■ Exercise instructions ■
Rewrite every line of the material below as a numbered list, skipping blank lines and leaving the pictures out of your answer.
— BEGIN Data supplied —
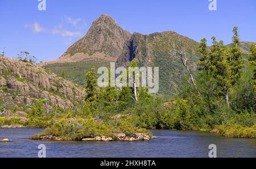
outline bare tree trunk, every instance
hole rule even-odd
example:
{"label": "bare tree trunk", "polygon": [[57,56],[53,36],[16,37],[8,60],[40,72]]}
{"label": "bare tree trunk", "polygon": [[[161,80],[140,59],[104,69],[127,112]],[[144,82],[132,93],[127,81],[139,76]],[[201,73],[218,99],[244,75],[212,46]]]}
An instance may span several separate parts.
{"label": "bare tree trunk", "polygon": [[226,105],[228,107],[229,107],[229,92],[228,89],[225,87],[225,99],[226,100]]}
{"label": "bare tree trunk", "polygon": [[135,101],[137,102],[138,102],[138,98],[137,98],[137,90],[136,88],[136,83],[135,82],[133,82],[133,92],[134,93],[134,97],[135,97]]}
{"label": "bare tree trunk", "polygon": [[199,91],[197,90],[197,87],[196,86],[194,78],[193,77],[192,72],[187,65],[188,58],[187,57],[185,52],[184,51],[184,50],[181,49],[181,45],[180,46],[178,45],[177,47],[176,47],[175,44],[174,44],[173,49],[170,50],[169,54],[173,56],[174,57],[180,60],[183,66],[186,68],[187,71],[189,75],[190,78],[191,79],[191,81],[193,83],[193,86],[195,87],[195,88],[196,88],[196,90],[199,94]]}

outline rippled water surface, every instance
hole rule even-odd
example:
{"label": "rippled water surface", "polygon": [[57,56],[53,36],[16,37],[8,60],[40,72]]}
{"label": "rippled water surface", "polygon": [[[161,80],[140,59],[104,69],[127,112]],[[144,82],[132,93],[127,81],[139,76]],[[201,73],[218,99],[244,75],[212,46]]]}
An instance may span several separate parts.
{"label": "rippled water surface", "polygon": [[208,157],[210,144],[218,157],[256,157],[256,139],[230,138],[202,132],[152,130],[159,138],[139,142],[57,142],[28,137],[43,129],[0,129],[0,157],[37,157],[38,146],[46,146],[47,157]]}

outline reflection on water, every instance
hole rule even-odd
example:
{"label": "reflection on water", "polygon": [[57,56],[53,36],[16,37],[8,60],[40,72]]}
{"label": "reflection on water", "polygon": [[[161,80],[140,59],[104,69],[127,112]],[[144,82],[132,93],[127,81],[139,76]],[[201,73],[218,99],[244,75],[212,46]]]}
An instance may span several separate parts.
{"label": "reflection on water", "polygon": [[159,138],[139,142],[56,142],[28,137],[43,129],[0,129],[0,157],[37,157],[38,146],[46,146],[47,157],[208,157],[210,144],[217,157],[256,157],[256,139],[230,138],[202,132],[152,130]]}

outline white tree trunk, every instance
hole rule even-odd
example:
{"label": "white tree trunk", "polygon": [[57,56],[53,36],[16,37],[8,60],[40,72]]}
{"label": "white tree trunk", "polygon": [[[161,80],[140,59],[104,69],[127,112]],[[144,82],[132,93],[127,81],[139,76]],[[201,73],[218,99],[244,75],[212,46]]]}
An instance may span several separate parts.
{"label": "white tree trunk", "polygon": [[135,82],[133,82],[133,88],[134,88],[134,92],[135,101],[137,102],[138,102],[138,98],[137,98],[137,90],[136,88]]}

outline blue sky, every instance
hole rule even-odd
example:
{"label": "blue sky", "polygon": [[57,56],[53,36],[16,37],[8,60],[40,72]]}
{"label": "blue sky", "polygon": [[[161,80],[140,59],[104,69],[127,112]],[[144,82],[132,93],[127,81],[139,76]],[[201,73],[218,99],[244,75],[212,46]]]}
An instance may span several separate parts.
{"label": "blue sky", "polygon": [[101,14],[130,32],[174,31],[228,44],[237,26],[242,41],[256,41],[256,1],[217,0],[217,11],[208,1],[46,0],[46,11],[39,11],[38,0],[0,0],[0,50],[14,58],[26,50],[39,61],[57,58]]}

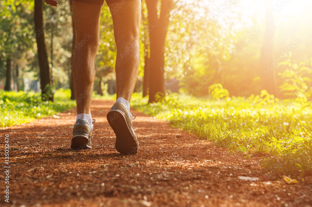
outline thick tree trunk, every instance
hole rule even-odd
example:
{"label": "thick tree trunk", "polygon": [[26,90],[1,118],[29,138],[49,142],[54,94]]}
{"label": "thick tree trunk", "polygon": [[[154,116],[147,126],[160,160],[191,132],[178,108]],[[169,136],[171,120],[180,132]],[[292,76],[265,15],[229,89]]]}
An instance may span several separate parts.
{"label": "thick tree trunk", "polygon": [[172,9],[172,0],[161,1],[160,14],[157,15],[158,0],[146,1],[148,11],[150,57],[149,68],[149,103],[157,101],[156,96],[165,96],[165,43],[169,23],[170,12]]}
{"label": "thick tree trunk", "polygon": [[7,74],[5,79],[5,86],[4,86],[4,90],[7,91],[10,91],[11,88],[11,63],[12,60],[11,58],[7,59]]}
{"label": "thick tree trunk", "polygon": [[[69,2],[69,1],[68,2]],[[73,75],[73,57],[74,56],[73,51],[75,51],[75,46],[76,44],[77,35],[76,34],[75,23],[74,22],[74,18],[73,17],[73,7],[70,4],[70,4],[71,7],[71,23],[73,28],[73,40],[72,45],[71,45],[71,77],[70,77],[70,87],[71,88],[71,99],[72,100],[75,100],[76,99],[76,96],[75,95],[76,92],[75,92],[75,85],[74,82],[74,76]]]}
{"label": "thick tree trunk", "polygon": [[53,94],[48,88],[52,85],[51,73],[45,41],[42,3],[42,0],[35,0],[35,29],[38,47],[41,92],[43,98],[47,97],[49,100],[53,101]]}
{"label": "thick tree trunk", "polygon": [[[273,44],[275,26],[272,0],[264,0],[266,10],[266,31],[260,60],[261,75],[263,89],[270,94],[277,95],[275,68],[273,61]],[[273,67],[272,67],[273,66]]]}

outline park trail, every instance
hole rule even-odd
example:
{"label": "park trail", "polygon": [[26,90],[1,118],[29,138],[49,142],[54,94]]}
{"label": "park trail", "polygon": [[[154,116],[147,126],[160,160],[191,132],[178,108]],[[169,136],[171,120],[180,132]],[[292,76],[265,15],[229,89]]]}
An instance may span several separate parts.
{"label": "park trail", "polygon": [[139,152],[119,154],[106,119],[113,103],[92,101],[92,149],[70,148],[75,109],[2,129],[1,171],[4,134],[11,168],[8,203],[0,173],[0,206],[312,206],[312,183],[287,184],[261,167],[263,157],[229,153],[132,109]]}

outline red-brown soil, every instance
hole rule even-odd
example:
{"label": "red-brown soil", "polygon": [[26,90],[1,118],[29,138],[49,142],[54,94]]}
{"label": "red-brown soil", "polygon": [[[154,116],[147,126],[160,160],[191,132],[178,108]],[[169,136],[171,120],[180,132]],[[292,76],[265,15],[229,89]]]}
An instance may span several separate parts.
{"label": "red-brown soil", "polygon": [[[261,167],[263,158],[229,153],[133,110],[140,148],[135,155],[119,154],[106,119],[113,103],[92,102],[97,122],[91,149],[70,148],[75,109],[2,130],[0,205],[312,206],[310,181],[288,184]],[[9,203],[4,196],[5,134],[10,139]]]}

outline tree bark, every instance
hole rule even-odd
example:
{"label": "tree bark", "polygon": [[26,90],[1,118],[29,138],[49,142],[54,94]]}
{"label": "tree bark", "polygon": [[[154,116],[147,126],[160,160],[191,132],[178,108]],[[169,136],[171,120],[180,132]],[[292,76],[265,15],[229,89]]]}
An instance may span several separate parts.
— END Data supplied —
■ Reply ■
1. outline bare tree trunk, every instance
2. hole rule even-odd
3. example:
4. {"label": "bare tree trunk", "polygon": [[57,56],[53,36],[16,37],[8,60],[40,72]]}
5. {"label": "bare tree trunk", "polygon": [[[161,80],[140,59],[104,69],[127,112]],[[144,82],[132,93],[127,81],[139,76]],[[201,73],[218,99],[244,75],[212,46]]]}
6. An instance may span several separate parts.
7. {"label": "bare tree trunk", "polygon": [[226,105],[228,107],[229,107],[229,92],[228,89],[225,87],[225,99],[226,100]]}
8. {"label": "bare tree trunk", "polygon": [[135,101],[137,102],[138,102],[138,98],[137,98],[137,90],[136,88],[136,83],[135,82],[133,82],[133,92],[134,93],[134,97],[135,97]]}
9. {"label": "bare tree trunk", "polygon": [[199,91],[197,90],[197,87],[196,86],[194,78],[193,77],[192,72],[187,65],[188,58],[187,57],[185,52],[184,51],[184,50],[181,49],[181,45],[180,46],[178,45],[177,47],[176,47],[175,44],[174,44],[173,49],[170,50],[169,54],[173,56],[174,57],[180,60],[183,66],[186,68],[187,71],[189,75],[190,78],[191,79],[191,81],[193,83],[193,86],[195,87],[195,88],[196,88],[196,90],[199,94]]}
10. outline rippled water surface, every instance
11. hole rule even-odd
12. example:
13. {"label": "rippled water surface", "polygon": [[57,56],[53,36],[16,37],[8,60],[40,72]]}
14. {"label": "rippled water surface", "polygon": [[[161,80],[140,59],[104,69],[127,112]],[[144,82],[132,93],[127,81],[139,76]],[[201,73],[218,99],[244,75],[212,46]]]}
15. An instance may span several separate parts.
16. {"label": "rippled water surface", "polygon": [[208,157],[210,144],[218,157],[256,157],[256,139],[230,138],[202,132],[152,130],[159,138],[139,142],[57,142],[28,137],[43,129],[0,129],[0,157],[37,157],[38,146],[46,146],[47,157]]}
17. outline reflection on water, every instance
18. hole rule even-odd
19. example:
20. {"label": "reflection on water", "polygon": [[57,56],[53,36],[16,37],[8,60],[40,72]]}
21. {"label": "reflection on water", "polygon": [[[161,80],[140,59],[104,69],[127,112]],[[144,82],[132,93],[127,81],[139,76]],[[201,73],[218,99],[244,75],[212,46]]]}
22. An instance may span several separate parts.
23. {"label": "reflection on water", "polygon": [[159,138],[139,142],[56,142],[28,137],[43,129],[0,129],[0,157],[37,157],[38,146],[46,146],[47,157],[208,157],[210,144],[217,157],[256,157],[256,139],[230,138],[202,132],[152,130]]}
24. outline white tree trunk, every instance
25. hole rule even-odd
26. example:
27. {"label": "white tree trunk", "polygon": [[57,56],[53,36],[16,37],[8,60],[40,72]]}
28. {"label": "white tree trunk", "polygon": [[[161,80],[140,59],[104,69],[127,112]],[[144,82],[132,93],[127,81],[139,76]],[[201,73],[218,99],[244,75],[212,46]]]}
29. An instance may span several separate parts.
30. {"label": "white tree trunk", "polygon": [[135,82],[133,82],[133,88],[134,88],[134,92],[135,101],[137,102],[138,102],[138,98],[137,98],[137,90],[136,88]]}
31. outline blue sky, every instance
32. hole rule even-odd
33. example:
34. {"label": "blue sky", "polygon": [[57,56],[53,36],[16,37],[8,60],[40,72]]}
35. {"label": "blue sky", "polygon": [[[161,80],[140,59],[104,69],[127,112]],[[144,82],[132,93],[127,81],[139,76]],[[201,73],[218,99],[244,75],[212,46]]]}
36. An instance may span several separate parts.
37. {"label": "blue sky", "polygon": [[101,14],[130,32],[174,31],[228,44],[237,26],[242,41],[256,41],[256,1],[217,0],[217,11],[208,1],[46,0],[46,11],[39,11],[38,0],[0,0],[0,50],[14,58],[26,50],[39,61],[57,58]]}
38. outline thick tree trunk, every instance
39. hole rule even-odd
40. example:
41. {"label": "thick tree trunk", "polygon": [[26,90],[1,118],[29,138],[49,142],[54,94]]}
42. {"label": "thick tree trunk", "polygon": [[[154,116],[147,126],[160,160],[191,132],[178,108]],[[169,136],[171,120],[180,132]],[[292,76],[265,15],[229,89]]]}
43. An instance may span several separate parts.
44. {"label": "thick tree trunk", "polygon": [[172,9],[172,0],[161,1],[160,14],[157,15],[158,0],[146,1],[148,11],[150,57],[149,68],[149,103],[157,101],[156,96],[165,96],[165,43],[169,23],[170,12]]}
45. {"label": "thick tree trunk", "polygon": [[7,74],[5,79],[5,86],[4,86],[4,90],[7,91],[10,91],[11,88],[11,63],[12,60],[11,58],[7,59]]}
46. {"label": "thick tree trunk", "polygon": [[[69,2],[69,1],[68,2]],[[73,75],[73,57],[74,56],[73,51],[75,51],[75,46],[76,44],[77,35],[76,34],[75,23],[74,22],[74,18],[73,17],[73,7],[70,4],[70,4],[71,7],[71,23],[73,28],[73,40],[72,45],[71,45],[71,77],[70,77],[70,87],[71,88],[71,99],[72,100],[75,100],[76,99],[76,96],[75,95],[76,92],[75,92],[75,85],[74,82],[74,76]]]}
47. {"label": "thick tree trunk", "polygon": [[53,94],[48,88],[52,85],[51,73],[45,41],[42,3],[42,0],[35,0],[35,29],[38,47],[41,92],[43,98],[47,97],[49,100],[53,101]]}
48. {"label": "thick tree trunk", "polygon": [[[273,44],[275,26],[272,0],[264,0],[266,10],[266,31],[260,60],[261,75],[263,89],[270,94],[277,95],[275,68],[273,61]],[[273,67],[272,67],[273,66]]]}
49. outline park trail, every instance
50. hole rule even-odd
51. example:
52. {"label": "park trail", "polygon": [[26,90],[1,118],[29,138],[49,142],[54,94]]}
53. {"label": "park trail", "polygon": [[[154,116],[147,126],[160,160],[191,132],[178,108]],[[169,136],[171,120],[180,132]],[[292,76],[265,15],[229,89]]]}
54. An instance may span several separate parts.
55. {"label": "park trail", "polygon": [[139,152],[119,154],[106,119],[113,103],[92,101],[92,149],[70,148],[75,109],[2,129],[1,171],[4,134],[11,168],[8,203],[0,173],[0,206],[312,206],[312,183],[287,184],[261,167],[263,157],[229,153],[132,109]]}
56. outline red-brown soil, every instance
57. hole rule even-odd
58. example:
59. {"label": "red-brown soil", "polygon": [[26,90],[1,118],[29,138],[49,142],[54,94]]}
60. {"label": "red-brown soil", "polygon": [[[154,116],[147,126],[160,160],[191,132],[178,108]],[[169,136],[171,120],[180,132]],[[292,76],[265,15],[229,89]]]}
61. An instance may span several separate parts.
62. {"label": "red-brown soil", "polygon": [[[261,167],[263,158],[229,153],[133,110],[140,148],[135,155],[119,154],[106,119],[113,103],[92,102],[97,122],[91,149],[70,148],[75,109],[2,130],[0,205],[312,206],[310,181],[288,184]],[[9,203],[4,196],[5,134],[10,139]]]}
63. outline tree bark, every instance
64. hole rule even-odd
65. example:
66. {"label": "tree bark", "polygon": [[26,90],[1,118],[29,138],[49,142],[54,94]]}
67. {"label": "tree bark", "polygon": [[[154,116],[147,126],[160,160],[191,132],[178,108]],[[169,136],[171,120],[180,132]],[[292,76],[265,15],[229,89]]]}
68. An instance may span several separate parts.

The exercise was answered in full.